§ **Work to be completed**
Count the lines in the entries below that contain the word "wooden", and reply with that number alone.

§ **Task input**
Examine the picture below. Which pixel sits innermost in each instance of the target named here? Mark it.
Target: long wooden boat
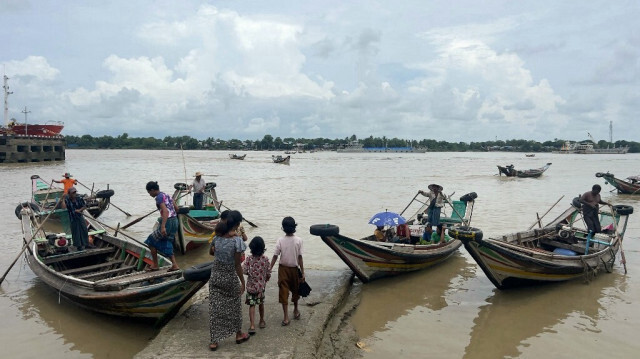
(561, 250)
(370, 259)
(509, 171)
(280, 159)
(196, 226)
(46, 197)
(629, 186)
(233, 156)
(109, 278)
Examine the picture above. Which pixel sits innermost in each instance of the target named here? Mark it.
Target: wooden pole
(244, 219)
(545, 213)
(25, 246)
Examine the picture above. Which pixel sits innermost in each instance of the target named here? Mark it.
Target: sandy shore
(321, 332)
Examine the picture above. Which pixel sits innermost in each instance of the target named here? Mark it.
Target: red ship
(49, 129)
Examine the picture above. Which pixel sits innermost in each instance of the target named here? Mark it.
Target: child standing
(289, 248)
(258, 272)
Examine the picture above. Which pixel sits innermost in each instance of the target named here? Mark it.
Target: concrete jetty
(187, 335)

--

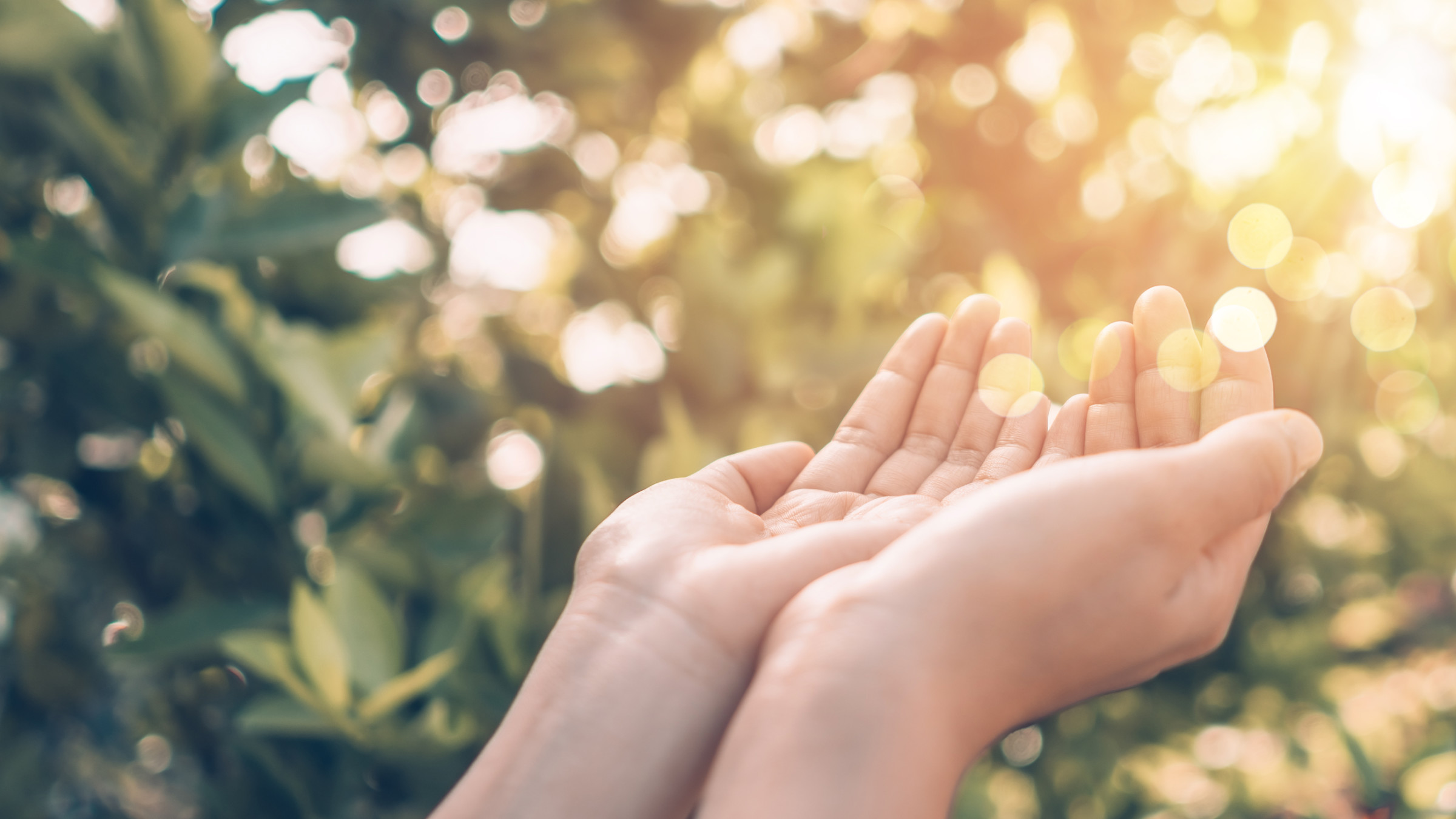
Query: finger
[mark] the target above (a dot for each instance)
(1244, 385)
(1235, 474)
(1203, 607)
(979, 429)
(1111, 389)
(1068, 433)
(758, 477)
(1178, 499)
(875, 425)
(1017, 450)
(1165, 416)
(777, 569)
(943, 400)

==

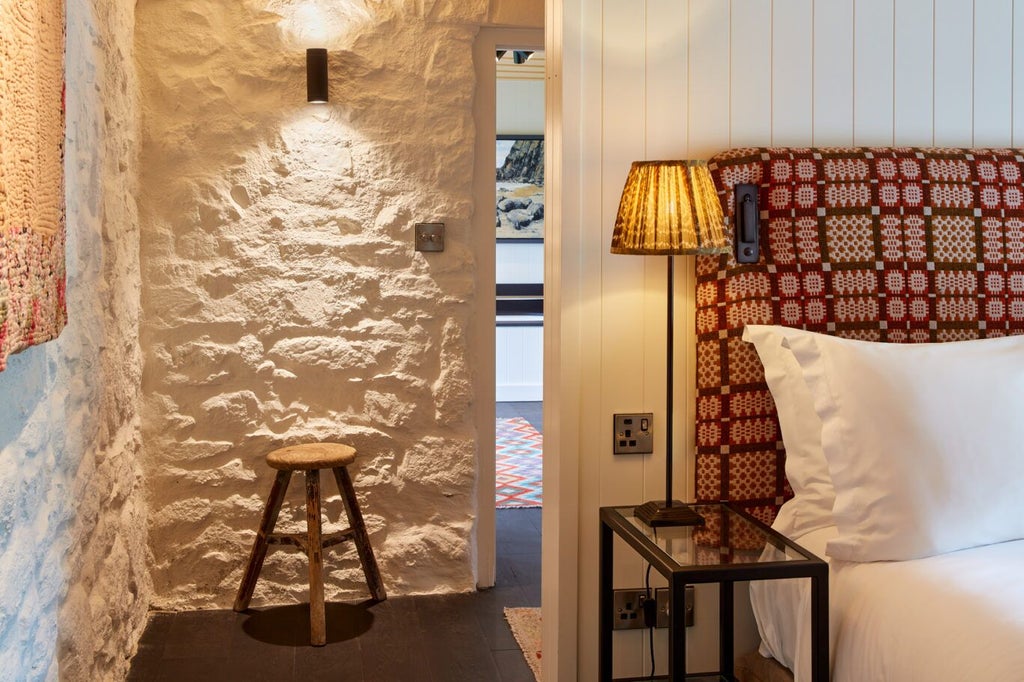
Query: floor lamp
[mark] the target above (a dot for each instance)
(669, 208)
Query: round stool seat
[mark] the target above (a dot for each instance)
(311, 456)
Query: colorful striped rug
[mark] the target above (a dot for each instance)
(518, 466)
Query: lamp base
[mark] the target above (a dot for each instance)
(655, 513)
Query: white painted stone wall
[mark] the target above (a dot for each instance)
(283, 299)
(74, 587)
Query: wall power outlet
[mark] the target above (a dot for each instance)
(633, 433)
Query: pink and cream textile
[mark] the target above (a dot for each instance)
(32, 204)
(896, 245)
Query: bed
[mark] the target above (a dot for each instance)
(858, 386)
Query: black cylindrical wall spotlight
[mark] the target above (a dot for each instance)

§ **Solution for this exercise**
2